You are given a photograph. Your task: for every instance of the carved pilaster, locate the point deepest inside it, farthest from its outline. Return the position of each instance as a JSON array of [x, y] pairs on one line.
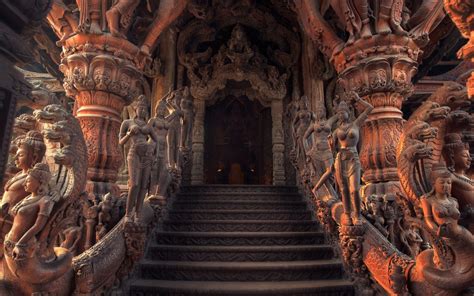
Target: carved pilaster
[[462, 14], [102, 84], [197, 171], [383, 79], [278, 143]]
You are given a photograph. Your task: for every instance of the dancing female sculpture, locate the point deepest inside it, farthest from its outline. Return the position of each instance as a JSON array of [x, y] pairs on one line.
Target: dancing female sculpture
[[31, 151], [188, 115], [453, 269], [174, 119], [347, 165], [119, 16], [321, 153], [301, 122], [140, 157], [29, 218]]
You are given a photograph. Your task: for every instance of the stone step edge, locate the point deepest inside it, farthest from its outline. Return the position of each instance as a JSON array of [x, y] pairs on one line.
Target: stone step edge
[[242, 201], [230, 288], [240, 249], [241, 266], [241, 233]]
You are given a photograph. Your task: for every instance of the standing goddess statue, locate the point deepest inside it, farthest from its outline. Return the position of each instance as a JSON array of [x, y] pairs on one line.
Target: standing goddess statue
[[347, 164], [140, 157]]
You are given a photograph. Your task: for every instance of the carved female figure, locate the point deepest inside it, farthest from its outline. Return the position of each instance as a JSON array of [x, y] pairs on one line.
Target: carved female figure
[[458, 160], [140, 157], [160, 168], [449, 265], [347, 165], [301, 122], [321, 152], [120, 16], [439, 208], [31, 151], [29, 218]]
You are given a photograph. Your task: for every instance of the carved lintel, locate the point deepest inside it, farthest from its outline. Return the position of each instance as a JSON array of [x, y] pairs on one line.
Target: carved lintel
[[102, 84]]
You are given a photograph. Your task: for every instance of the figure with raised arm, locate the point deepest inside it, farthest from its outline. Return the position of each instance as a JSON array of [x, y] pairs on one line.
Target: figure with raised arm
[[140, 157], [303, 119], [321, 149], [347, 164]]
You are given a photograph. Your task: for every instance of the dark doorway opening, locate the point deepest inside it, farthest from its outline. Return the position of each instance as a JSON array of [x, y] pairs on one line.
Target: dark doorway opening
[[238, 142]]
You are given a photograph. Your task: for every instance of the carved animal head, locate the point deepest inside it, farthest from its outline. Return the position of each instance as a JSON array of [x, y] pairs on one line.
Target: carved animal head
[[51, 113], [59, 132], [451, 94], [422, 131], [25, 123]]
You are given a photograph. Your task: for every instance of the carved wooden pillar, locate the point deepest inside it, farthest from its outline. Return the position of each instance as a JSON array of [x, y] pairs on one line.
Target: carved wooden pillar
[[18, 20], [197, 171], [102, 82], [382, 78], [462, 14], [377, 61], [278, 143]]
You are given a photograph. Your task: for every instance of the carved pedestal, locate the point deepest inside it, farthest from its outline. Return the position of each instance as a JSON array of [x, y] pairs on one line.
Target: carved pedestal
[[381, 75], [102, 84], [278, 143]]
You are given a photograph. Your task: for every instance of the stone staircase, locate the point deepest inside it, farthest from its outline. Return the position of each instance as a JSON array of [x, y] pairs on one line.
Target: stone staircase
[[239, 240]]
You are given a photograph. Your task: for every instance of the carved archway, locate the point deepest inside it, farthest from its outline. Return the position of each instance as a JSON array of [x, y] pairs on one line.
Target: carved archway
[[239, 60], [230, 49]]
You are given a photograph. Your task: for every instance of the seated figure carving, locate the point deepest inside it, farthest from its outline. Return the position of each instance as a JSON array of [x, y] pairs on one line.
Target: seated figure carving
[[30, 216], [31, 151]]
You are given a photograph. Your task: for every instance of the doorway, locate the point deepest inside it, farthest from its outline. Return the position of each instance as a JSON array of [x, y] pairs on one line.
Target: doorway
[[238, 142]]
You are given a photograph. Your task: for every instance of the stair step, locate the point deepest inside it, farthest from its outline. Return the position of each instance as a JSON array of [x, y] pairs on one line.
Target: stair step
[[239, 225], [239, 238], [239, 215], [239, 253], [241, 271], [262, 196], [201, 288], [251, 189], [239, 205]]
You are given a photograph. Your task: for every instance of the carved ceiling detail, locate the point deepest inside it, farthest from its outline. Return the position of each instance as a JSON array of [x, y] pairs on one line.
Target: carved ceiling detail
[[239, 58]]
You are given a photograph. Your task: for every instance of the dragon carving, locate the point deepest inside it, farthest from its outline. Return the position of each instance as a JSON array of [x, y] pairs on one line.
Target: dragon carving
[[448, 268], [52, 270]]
────────────────────
Your instructions: Leaving the images out, print the records above exactly.

Written answer:
You are given a photograph. Your task: for every instance of the carved pilaster, locate the point deepest inside it, farthest from its outline. Return the position of each instance as a JSON array of [x, y] pairs on one line.
Target: carved pilaster
[[462, 14], [102, 84], [197, 171], [383, 79], [278, 143]]
You are given a photograph. Your task: for every instance of the dancing female sculpture, locate the point deepest inside it, farthest from its outline. Return the position of each instance as a JSON array of [x, y] pairs on one line.
Target: dancing female sculpture
[[31, 151], [188, 115], [453, 269], [174, 119], [347, 165], [119, 16], [321, 153], [301, 122], [140, 157], [29, 218]]
You are given a photograph. Your task: for every instance of the stone step edge, locate the point deepest inside it, farthest from its outline. Return the position of each instance as a JSON array of [x, y] pairs on one line.
Target: stone step edge
[[242, 201], [230, 288], [240, 249], [241, 266], [241, 233]]
You are given a photograph. Your task: for every instance of the standing goddess statue, locate the point deepest inside it, farthest from its outline. Return the position of each instance as a JSON array of [x, y] pairs on one line.
Target: standing goddess statue
[[347, 164], [140, 157]]
You are given a photograph. Your task: for every instance of the carved female figure, locate the point deepest inside it, farthest from its outline. Return the position of each instance as a JSON array of [x, y] pairs on one line.
Target: carved female figure
[[458, 160], [140, 157], [160, 168], [449, 265], [347, 165], [301, 122], [321, 152], [120, 16], [439, 208], [31, 151], [29, 218]]
You are given a photograph. Your task: for every instance of the carved lintel, locate the point deepest inside it, farthest from its outline. Return the position of each instance as a JSON array of [x, y] pairs on one line.
Target: carved lintel
[[102, 84]]
You are given a photograph. Your task: for every instance of the figure with raised arm, locate the point deepest inside it, farthest from its outline. Return the position of each instance as a JSON array of [x, y] pairs on one line.
Target: figure with raised arm
[[140, 157], [303, 119], [321, 149], [347, 164]]
You are given a photograph. Your task: for every instance of the dark doorway opening, locate the point deepest inside it, farthest from its outline. Return the position of each instance as a JSON array of [x, y] pairs on one line.
Target: dark doorway opening
[[238, 142]]
You are given a photograph. Your task: for every instance of the carved animal head, locate the point deepest inside it, farthest from its outline. Return the position of each instance as a JSON array of [x, y] pairs on one line.
Target: carved animal head
[[51, 113], [59, 132], [451, 94], [422, 131], [25, 123]]
You are given a photograph. Your task: for every instance of the carved wooden pillar, locate the point deepest inside it, farthest from its outline. Return the position of each instance as a JSON array of [x, y] pairs on one line.
Target: carved wooden pillar
[[18, 20], [197, 171], [102, 82], [382, 78], [462, 14], [377, 61], [278, 143]]
You are given a photograph. Your task: for every instance of the carved pedestal, locate the point deepest inside it, farthest from its outline. Return the position of each instance as a JSON array of [x, y] pairs on one line.
Target: carved pedestal
[[381, 75], [102, 84], [278, 143]]
You are given a photograph. Your task: for every instance of the stone staircase, locate the point deepest inside it, farthest from its outline. Return the position of each instance as a JSON array of [x, y] pairs on one line.
Target: stone staircase
[[239, 240]]
You are given a photograph. Your task: for every instance of the carved archway, locate the point deepest inside it, farthest from its outline. Return the position of each instance as a JSON array of [x, y] pairs on one line.
Target: carved archway
[[239, 60], [230, 49]]
You are given a photograph. Your task: for every instance of the seated figure carving, locate the point deepest inside it, farthest from its outline. Return the position of each instance as a JSON array of [x, y] pairs on one line.
Target: seated figure carving
[[30, 216], [31, 151]]
You are given a photograph. Your task: for every instance of the doorway, locate the point deepest inside it, farthest from its outline. Return the position of each instance as a JSON array of [x, y] pairs on one line.
Target: doorway
[[238, 142]]
You are given a photograph. Your task: for every instance of the stair step, locate the point deepest inside it, farthest from its outline. Return the position of each instance as a JSON array of [x, y] pairs on one line.
Target: stair step
[[239, 225], [239, 238], [239, 215], [239, 253], [241, 271], [262, 196], [201, 288], [251, 189], [239, 205]]
You are given a photograph. Your task: for every instance of the carved ceiling detail, locate the point deepest inside it, farthest from its outline. Return the position of each instance as a JSON array of [x, y] pairs on one line.
Target: carved ceiling detail
[[239, 58]]
You are given a photograph. Your task: for every instance of the dragon carving, locate the point deepest inside it, farthest from its outline. Return the position of each instance as a JSON array of [x, y] pairs on one line.
Target: dragon carving
[[448, 268], [52, 270]]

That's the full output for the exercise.